• _PROBLEM REQUIREMENTS_
Take the data from its first line. Print each line exactly until the line containing "201L454 303L499 361L755" has been printed too.

Source data:
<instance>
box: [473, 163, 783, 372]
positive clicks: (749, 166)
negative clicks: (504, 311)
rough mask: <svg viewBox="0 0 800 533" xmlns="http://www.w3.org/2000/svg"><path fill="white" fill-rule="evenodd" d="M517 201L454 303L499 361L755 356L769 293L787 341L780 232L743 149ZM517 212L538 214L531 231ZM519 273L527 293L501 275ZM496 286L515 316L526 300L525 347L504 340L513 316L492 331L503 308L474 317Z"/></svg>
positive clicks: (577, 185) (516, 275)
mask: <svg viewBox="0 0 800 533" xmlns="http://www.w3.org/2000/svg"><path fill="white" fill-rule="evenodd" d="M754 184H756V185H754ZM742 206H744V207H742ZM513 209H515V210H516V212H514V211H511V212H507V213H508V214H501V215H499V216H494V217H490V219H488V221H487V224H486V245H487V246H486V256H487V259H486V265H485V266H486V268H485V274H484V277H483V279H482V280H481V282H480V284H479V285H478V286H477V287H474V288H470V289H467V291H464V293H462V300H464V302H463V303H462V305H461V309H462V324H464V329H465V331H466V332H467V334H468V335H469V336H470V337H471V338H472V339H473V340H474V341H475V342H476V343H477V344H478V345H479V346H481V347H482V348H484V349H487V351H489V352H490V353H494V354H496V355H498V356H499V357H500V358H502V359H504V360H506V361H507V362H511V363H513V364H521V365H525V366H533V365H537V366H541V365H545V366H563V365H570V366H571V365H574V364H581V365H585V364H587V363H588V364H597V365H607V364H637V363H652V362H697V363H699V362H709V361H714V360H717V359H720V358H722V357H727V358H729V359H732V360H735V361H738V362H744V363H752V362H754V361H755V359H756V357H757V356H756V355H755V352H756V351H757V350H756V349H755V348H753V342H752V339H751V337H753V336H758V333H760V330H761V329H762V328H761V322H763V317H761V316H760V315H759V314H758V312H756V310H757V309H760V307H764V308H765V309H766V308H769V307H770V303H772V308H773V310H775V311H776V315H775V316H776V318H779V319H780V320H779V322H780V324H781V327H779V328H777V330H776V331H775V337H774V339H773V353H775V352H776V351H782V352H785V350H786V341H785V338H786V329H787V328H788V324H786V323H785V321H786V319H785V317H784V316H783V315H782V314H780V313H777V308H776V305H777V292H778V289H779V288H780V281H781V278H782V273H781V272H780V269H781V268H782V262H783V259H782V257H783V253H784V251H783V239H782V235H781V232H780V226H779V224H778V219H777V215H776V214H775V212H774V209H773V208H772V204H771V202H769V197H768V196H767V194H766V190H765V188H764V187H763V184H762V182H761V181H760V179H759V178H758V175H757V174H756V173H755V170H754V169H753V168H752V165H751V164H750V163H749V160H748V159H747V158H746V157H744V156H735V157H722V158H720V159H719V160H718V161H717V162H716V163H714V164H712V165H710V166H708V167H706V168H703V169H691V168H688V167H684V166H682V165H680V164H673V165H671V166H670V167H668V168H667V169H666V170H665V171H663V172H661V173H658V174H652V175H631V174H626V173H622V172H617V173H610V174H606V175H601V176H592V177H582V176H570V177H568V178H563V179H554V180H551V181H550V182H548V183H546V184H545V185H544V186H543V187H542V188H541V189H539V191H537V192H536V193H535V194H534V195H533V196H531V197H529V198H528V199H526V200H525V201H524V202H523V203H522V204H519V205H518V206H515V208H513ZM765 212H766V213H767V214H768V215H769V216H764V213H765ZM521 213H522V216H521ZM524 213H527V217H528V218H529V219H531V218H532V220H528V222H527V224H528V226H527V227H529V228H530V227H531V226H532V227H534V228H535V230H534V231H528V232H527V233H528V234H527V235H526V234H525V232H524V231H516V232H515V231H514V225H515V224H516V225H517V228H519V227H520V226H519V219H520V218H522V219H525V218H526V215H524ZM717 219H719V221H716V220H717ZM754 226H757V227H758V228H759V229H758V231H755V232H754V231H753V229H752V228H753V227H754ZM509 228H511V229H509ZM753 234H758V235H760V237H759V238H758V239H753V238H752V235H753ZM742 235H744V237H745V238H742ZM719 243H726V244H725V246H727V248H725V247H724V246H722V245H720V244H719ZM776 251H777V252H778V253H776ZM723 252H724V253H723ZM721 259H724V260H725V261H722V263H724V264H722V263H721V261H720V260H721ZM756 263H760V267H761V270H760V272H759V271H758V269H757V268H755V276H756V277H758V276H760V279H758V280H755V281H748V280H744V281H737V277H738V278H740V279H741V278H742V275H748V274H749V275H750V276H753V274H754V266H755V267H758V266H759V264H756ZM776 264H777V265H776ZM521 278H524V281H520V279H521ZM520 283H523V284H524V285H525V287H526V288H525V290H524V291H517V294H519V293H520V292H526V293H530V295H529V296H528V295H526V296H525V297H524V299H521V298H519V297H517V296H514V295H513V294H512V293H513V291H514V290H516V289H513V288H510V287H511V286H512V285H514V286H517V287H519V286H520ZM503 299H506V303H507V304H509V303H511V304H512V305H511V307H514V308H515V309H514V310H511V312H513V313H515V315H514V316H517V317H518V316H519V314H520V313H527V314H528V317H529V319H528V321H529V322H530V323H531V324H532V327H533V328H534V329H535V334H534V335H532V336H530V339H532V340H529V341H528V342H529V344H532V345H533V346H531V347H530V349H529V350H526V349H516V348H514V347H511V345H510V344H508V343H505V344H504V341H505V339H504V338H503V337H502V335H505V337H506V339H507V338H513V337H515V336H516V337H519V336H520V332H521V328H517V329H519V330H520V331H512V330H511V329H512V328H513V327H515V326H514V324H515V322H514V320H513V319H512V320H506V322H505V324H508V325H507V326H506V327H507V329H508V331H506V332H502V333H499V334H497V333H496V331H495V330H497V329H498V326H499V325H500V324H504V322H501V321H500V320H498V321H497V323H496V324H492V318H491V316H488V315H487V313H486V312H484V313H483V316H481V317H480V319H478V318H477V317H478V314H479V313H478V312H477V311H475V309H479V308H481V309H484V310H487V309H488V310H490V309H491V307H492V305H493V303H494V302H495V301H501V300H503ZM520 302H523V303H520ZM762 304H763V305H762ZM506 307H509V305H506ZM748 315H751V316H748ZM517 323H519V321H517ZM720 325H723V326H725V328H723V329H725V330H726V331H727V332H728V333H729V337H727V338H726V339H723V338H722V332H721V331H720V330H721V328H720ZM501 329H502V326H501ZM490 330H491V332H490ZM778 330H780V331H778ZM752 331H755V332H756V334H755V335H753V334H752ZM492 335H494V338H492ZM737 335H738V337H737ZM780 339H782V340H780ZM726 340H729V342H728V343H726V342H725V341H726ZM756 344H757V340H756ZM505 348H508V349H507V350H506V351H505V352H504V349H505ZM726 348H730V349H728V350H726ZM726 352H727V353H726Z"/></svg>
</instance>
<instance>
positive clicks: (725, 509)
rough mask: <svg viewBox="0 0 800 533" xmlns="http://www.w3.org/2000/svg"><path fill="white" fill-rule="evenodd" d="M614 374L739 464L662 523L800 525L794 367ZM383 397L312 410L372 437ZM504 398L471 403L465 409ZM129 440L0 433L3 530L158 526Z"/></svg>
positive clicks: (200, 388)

• _THE ANSWER_
<instance>
box: [473, 163, 783, 372]
positive clicks: (749, 166)
negative clicks: (504, 311)
rough mask: <svg viewBox="0 0 800 533" xmlns="http://www.w3.org/2000/svg"><path fill="white" fill-rule="evenodd" d="M517 201L454 303L499 361L755 356L769 293L787 341L780 232L743 149ZM517 212L538 214L531 231ZM519 273L527 293L501 275ZM496 286L515 316L526 300L525 347L504 340L513 316L492 331L503 308L474 317Z"/></svg>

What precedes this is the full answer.